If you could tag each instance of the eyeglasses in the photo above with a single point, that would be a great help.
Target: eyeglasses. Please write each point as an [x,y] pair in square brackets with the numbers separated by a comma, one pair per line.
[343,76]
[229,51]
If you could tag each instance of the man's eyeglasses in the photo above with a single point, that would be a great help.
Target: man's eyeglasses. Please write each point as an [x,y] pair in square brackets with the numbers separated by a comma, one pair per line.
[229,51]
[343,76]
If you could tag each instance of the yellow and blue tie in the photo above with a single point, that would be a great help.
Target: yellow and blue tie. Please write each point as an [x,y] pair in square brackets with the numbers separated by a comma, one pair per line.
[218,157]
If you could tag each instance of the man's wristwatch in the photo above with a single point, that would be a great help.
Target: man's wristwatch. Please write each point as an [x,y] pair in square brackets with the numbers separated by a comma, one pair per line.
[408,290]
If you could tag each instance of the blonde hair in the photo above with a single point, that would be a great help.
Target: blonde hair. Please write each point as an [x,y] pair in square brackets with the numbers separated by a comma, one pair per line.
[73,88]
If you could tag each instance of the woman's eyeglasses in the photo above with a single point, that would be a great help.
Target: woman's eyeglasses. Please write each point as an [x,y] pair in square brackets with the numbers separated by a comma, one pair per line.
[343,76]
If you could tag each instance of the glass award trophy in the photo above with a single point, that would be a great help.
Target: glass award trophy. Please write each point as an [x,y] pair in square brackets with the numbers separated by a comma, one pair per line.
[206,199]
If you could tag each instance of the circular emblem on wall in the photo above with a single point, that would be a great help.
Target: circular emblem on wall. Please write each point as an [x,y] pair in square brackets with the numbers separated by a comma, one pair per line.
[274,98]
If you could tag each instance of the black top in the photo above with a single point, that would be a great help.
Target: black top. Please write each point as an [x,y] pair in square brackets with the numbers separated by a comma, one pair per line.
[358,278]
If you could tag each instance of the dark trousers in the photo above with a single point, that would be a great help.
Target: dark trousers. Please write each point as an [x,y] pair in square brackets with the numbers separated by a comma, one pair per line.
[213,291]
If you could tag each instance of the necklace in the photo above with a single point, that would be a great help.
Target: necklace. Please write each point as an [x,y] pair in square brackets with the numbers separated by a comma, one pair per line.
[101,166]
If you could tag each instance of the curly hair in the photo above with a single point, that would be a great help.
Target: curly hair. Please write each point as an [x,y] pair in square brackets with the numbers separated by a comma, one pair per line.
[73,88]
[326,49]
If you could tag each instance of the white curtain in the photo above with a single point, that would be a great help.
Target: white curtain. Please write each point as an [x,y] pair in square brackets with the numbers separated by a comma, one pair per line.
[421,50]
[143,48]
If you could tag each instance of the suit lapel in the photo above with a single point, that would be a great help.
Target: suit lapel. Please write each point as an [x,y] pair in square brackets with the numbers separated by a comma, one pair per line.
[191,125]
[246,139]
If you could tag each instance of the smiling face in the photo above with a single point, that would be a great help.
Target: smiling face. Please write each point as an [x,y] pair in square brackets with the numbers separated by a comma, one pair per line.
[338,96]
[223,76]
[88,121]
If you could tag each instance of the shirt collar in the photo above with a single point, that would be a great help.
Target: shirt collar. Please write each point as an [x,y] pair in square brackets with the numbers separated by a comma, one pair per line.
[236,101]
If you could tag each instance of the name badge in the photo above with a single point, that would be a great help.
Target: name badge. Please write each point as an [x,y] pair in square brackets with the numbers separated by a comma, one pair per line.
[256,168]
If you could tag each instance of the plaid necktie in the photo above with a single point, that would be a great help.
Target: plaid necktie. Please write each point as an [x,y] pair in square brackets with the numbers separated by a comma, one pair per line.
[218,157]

> _Assignment_
Each line from the start of the listing above through the line containing "If you could tag each instance of the circular" should be copied exactly, please, with no other lines added.

> _Task output_
If you could tag each instance of the eyeglasses in the photo above with a single point, that would be a great help.
Target: eyeglasses. Please write each point as an [x,y] pair in square brackets with the numbers separated by a comma, one pair per line.
[343,76]
[229,51]
If you could tag each instance of the man's eyeglasses in the photo above with a single point, that would be a great help.
Target: man's eyeglasses. Please write each point as an [x,y] pair in square brackets with the numbers separated by a comma, one pair per line.
[229,51]
[343,76]
If you could tag each instance of the yellow and blue tie in the photo above with a single point, that would be a great help.
Target: yellow and blue tie. Please write each point as an [x,y] pair in square brackets with the numbers separated by a comma, one pair per line.
[218,157]
If you could tag each instance of the man's wristwatch in the photo above with a single point, that would be a great help.
Target: man's wristwatch. Please write each point as an [x,y] pair in square brackets with the numbers separated by a comma, one pair per line.
[408,290]
If you could tag each instance of the blonde hair in the photo above with a single point, that would be a great help.
Target: blonde hair. Please write each point as an [x,y] pair in square brackets with the numbers separated by a comma, one pair per line.
[73,88]
If you could tag each instance of the woman's eyeglasses in the photo above with a single point, that would be a great help.
Target: woman's eyeglasses. Please write each point as an [x,y] pair in square brackets with the numbers separated by a comma, one pair per line.
[343,76]
If you could tag each instance of the glass award trophy in the photo above with a single point, that would be a great help.
Target: glass award trophy. Please write each point as an [x,y] pair in square brackets with the numbers separated by a comma, one pair per line.
[206,199]
If you could tag each instance of the circular emblem on wall in the photo above with a single point, that would be a great help.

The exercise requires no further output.